## PROBLEM REQUIREMENTS
Return each line of the material below that contains the string "where", treating uppercase and lowercase as different.
------------------------------------------------------------
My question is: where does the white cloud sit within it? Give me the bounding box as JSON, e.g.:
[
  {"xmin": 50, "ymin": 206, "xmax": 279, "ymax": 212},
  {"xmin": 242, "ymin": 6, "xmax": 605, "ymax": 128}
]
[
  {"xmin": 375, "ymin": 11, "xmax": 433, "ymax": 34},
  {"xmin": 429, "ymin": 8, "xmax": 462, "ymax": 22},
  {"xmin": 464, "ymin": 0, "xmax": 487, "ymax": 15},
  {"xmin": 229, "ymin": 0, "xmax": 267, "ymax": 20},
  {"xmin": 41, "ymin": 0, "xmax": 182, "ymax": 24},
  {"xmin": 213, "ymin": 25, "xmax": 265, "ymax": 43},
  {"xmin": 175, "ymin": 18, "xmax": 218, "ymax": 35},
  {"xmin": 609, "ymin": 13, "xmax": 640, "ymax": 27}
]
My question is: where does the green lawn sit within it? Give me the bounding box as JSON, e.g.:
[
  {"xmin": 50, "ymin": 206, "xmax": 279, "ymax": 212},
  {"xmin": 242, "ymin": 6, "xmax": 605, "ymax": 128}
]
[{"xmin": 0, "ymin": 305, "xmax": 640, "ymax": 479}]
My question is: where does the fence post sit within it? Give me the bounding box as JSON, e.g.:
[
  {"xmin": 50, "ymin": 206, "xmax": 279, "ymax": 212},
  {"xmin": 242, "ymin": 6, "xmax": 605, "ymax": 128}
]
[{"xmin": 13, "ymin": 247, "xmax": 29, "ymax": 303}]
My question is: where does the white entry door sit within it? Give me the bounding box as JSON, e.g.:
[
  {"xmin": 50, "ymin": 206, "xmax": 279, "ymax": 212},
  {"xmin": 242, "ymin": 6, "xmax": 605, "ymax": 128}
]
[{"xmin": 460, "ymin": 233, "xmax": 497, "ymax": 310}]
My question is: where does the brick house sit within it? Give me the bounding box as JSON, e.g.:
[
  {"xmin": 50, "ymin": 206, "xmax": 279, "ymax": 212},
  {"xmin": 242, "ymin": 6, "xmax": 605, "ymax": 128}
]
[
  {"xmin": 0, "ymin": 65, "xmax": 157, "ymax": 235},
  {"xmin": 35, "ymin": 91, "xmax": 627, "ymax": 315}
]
------------------------------------------------------------
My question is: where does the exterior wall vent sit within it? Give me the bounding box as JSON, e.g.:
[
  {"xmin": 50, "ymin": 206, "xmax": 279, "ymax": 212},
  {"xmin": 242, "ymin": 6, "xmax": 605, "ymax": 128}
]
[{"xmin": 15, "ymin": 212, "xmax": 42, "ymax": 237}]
------------------------------------------------------------
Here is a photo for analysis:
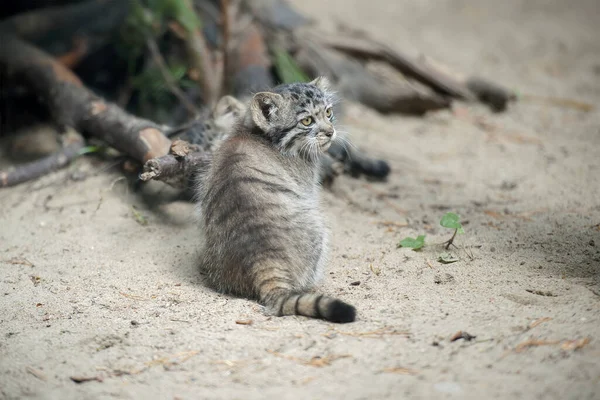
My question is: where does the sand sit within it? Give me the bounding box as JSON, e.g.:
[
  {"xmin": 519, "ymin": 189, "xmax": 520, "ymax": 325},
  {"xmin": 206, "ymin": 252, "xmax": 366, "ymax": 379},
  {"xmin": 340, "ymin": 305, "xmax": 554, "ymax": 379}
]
------------------------------------------------------------
## FINAL ANSWER
My question is: where does the white cloud sit within it? Give me the bounding box as JSON, e.g.:
My question is: where does the green lawn sit within it? Give me the bounding box as JSON, e.g.:
My question is: where does the fence post sit within it? Give me the bounding box as JSON, e.g.:
My question is: where does the white entry door sit within it? Give me the bounding box as JSON, e.g.:
My question is: where does the brick house sit within it? Give me the bounding box as JSON, e.g.:
My question is: where does the exterior wall vent sit within it? Give me the bounding box as JSON, e.g.:
My question is: where does the sand sit within it? Give me the bounding box as JSON, e.g.:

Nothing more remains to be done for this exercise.